Work instructions - Please copy the lines below word for word, leaving out the pictures.

Entries provided -
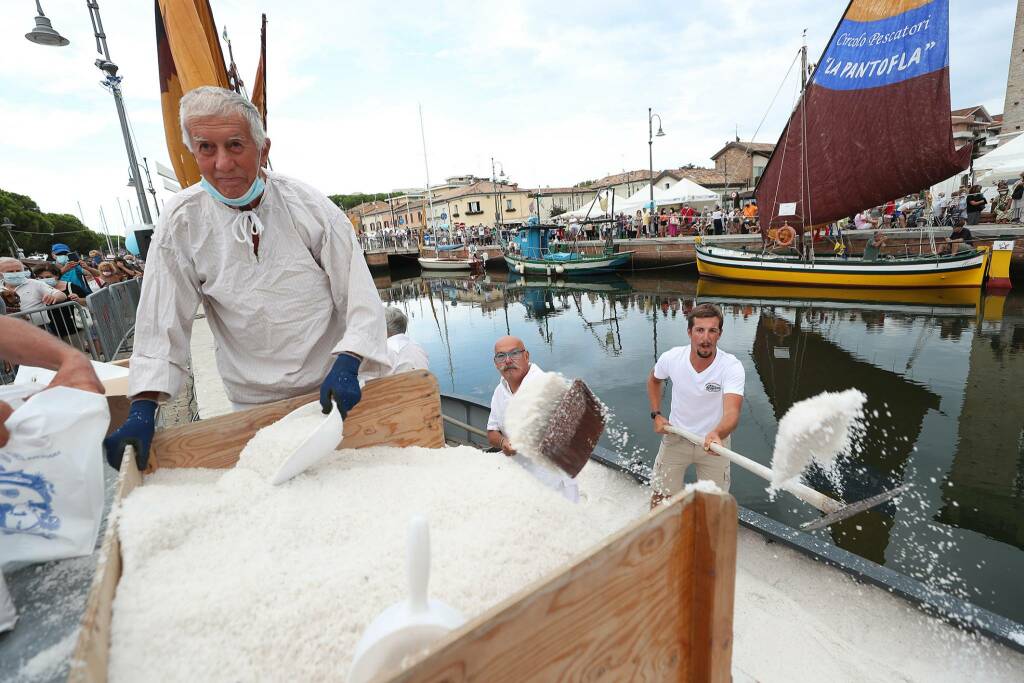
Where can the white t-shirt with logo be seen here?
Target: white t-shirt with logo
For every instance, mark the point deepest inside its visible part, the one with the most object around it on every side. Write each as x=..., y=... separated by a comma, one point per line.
x=697, y=398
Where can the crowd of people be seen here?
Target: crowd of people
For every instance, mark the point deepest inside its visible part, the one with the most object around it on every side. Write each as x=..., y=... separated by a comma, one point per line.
x=37, y=290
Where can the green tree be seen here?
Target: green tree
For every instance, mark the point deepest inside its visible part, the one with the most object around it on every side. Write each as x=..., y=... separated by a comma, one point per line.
x=346, y=202
x=35, y=231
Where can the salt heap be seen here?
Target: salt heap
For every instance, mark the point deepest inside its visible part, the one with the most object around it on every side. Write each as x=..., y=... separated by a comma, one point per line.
x=526, y=419
x=818, y=429
x=226, y=577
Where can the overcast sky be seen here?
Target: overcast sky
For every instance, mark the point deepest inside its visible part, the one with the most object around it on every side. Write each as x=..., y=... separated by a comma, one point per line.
x=556, y=91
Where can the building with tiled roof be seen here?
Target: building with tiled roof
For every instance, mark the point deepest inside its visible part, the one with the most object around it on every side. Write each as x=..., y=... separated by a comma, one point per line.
x=974, y=125
x=556, y=201
x=482, y=203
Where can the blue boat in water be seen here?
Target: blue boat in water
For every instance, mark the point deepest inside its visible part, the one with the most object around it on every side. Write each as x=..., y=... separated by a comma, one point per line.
x=530, y=252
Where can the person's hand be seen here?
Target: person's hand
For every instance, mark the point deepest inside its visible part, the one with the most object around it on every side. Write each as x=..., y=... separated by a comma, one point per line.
x=5, y=412
x=342, y=385
x=712, y=437
x=76, y=372
x=659, y=424
x=136, y=431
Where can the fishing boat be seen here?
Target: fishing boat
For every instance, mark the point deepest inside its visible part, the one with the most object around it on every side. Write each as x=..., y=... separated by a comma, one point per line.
x=871, y=124
x=930, y=301
x=448, y=259
x=532, y=253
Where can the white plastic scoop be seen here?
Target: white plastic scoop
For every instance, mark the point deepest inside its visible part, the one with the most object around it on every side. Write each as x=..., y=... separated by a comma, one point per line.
x=409, y=627
x=321, y=442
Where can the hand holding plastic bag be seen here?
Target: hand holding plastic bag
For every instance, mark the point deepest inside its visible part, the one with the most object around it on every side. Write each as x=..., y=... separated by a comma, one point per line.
x=51, y=477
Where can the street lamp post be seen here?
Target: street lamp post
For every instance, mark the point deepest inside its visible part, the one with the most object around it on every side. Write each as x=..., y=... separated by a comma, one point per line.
x=8, y=226
x=499, y=213
x=44, y=34
x=650, y=153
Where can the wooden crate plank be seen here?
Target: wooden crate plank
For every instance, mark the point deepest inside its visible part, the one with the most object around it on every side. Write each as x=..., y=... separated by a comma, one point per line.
x=401, y=410
x=614, y=615
x=708, y=601
x=89, y=662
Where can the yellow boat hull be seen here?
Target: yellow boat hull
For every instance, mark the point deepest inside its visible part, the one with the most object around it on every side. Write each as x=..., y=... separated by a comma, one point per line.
x=968, y=270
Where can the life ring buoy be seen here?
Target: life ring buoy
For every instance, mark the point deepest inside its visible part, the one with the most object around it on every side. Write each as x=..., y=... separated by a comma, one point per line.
x=785, y=236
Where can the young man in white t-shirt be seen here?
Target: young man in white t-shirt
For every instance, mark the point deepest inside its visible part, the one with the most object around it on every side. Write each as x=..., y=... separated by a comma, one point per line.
x=707, y=398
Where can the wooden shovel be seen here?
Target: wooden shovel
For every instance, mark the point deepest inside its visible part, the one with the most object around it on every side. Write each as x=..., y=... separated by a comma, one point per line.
x=835, y=511
x=806, y=494
x=574, y=426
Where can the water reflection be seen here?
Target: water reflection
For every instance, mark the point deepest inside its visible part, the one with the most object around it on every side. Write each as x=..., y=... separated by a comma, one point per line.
x=942, y=368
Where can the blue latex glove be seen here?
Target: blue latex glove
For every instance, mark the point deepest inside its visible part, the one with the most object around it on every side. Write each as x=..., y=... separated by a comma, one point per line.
x=342, y=385
x=136, y=431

Correct result -
Where can the white t-shirt with logo be seen here?
Target: white t-shirt with logo
For every instance, mark the point deepest inside its visible part, the one with the most object around it on every side. Write each as x=..., y=... separated by a comma, one point per line.
x=697, y=398
Where can the crowd of people be seen here?
Target: crowd of people
For every instance, mark the point deepest inside its visible part, the one with the most object around it on every side. Write each as x=..., y=... separated by a comma, one point per line.
x=37, y=290
Where can the green tree be seen here?
Target: green tree
For every instance, mark the point deepest inside its visible part, the one with the most object around it on every side. Write each as x=..., y=... separated by a comma, one point per line.
x=346, y=202
x=35, y=231
Where can the salt heap be seen here?
Target: salt heap
For every instance, mark the point deepest inside its visible part, the one with the most object around it on every side. Write each as x=..., y=... separated by a comma, one point per line.
x=526, y=419
x=818, y=429
x=226, y=577
Where can the overcast sky be seen here?
Target: overcast sky
For every instance, mark the point deepest inside its visible part, the one with the most object around it on every side. Write each as x=..., y=... separated by a comma, one point per line.
x=556, y=91
Where can the building with tiled roof be seen here?
Target: building with tiled roof
For every instance, mark the point deepest inside its visible part, the one with the most object around it on every side. Write each as x=..., y=... separated by a comma, one point per line.
x=974, y=125
x=556, y=201
x=482, y=203
Where can the blue boat in water be seen here?
Target: blue boat in water
For every instance, mark the point deepest inside its visible part, the one with the most object around it on every side. Write each as x=..., y=... separated by a comma, one point per line.
x=530, y=252
Where can the person's hand be seen here?
Target: person's hand
For every instance, mark the point deepest inside its visible part, the one with the most object around it on every side. Write each as x=..., y=... separated by a comma, one point per line.
x=5, y=412
x=342, y=385
x=712, y=437
x=76, y=372
x=659, y=424
x=136, y=431
Where can the fishing boat be seen here?
Target: fishing boat
For every instance, mark the point deepest inside its visible part, the one with the most object around it on every side. Write each as x=..., y=... separated by a comma, one point per line.
x=871, y=124
x=930, y=301
x=448, y=259
x=532, y=253
Where can the white plastic scoop be seen here?
Target: white plastic scoop
For every instance, mark the point deepest inside its visible part, the one with the most object around it on every side. Write each as x=..., y=... separated by a comma, one point per line.
x=409, y=627
x=321, y=442
Where can the hand holding plastic bag be seen here?
Target: hand holding plastic bag
For every instance, mark the point deepest inside its visible part, the one with the most object around it on every side. Write each as x=..., y=... separated by a comma, one point per line.
x=51, y=477
Where can the street lamp post be seen here?
Target: street lamp post
For every instance, mark the point deepest inside its visible part, the one with the most object around it on every side. Write each as x=..., y=... separated by a comma, one point per line.
x=8, y=226
x=499, y=213
x=44, y=34
x=650, y=153
Where can the wooden crate plank be seen here?
Target: wooden crate plank
For every instance, mark the point deepest inside its visible part, the one with the most object around it on every side. Write each as x=..., y=... separated by a comma, one point per line.
x=401, y=410
x=614, y=615
x=708, y=601
x=89, y=662
Where can the yellow boat hull be seen here?
Target: yellow boat hull
For every instance, mark the point deepest inside its visible part, the one with the most object around it on every side. Write each as x=..., y=... separated by a comma, one point per line.
x=968, y=270
Where can the life ring buoy be seen here?
Target: life ring buoy
For every instance, mark the point deepest inside its visible part, the one with the most object around it on every side. Write each as x=..., y=... separated by a comma, one point per line.
x=785, y=236
Where can the young man in white t-shirt be seen here?
Target: young man in white t-shirt
For every instance, mark the point deepest inside its visible part, the one with the most object around it on every side. Write each as x=..., y=... separated by a comma, one point per line.
x=707, y=398
Where can the wooden shovel be seen here?
Target: wooden shovel
For every instance, mark the point deepest inside its visible part, the one with the most object around it on every side. Write each as x=..., y=... separated by a comma, one point per line.
x=835, y=511
x=806, y=494
x=574, y=426
Where can the water reflection be seen here?
Target: water reflection
For every instance, mark the point deepest inside its visible part, the one with the most object around it on every side. Write each as x=..., y=... separated by a comma, one point per line.
x=942, y=368
Where can the blue latex glove be seen here?
Target: blue latex glove
For every instance, mark the point deepest inside its visible part, the one with the most object around it on every side. Write each as x=..., y=... separated by a comma, one point per line.
x=342, y=385
x=136, y=431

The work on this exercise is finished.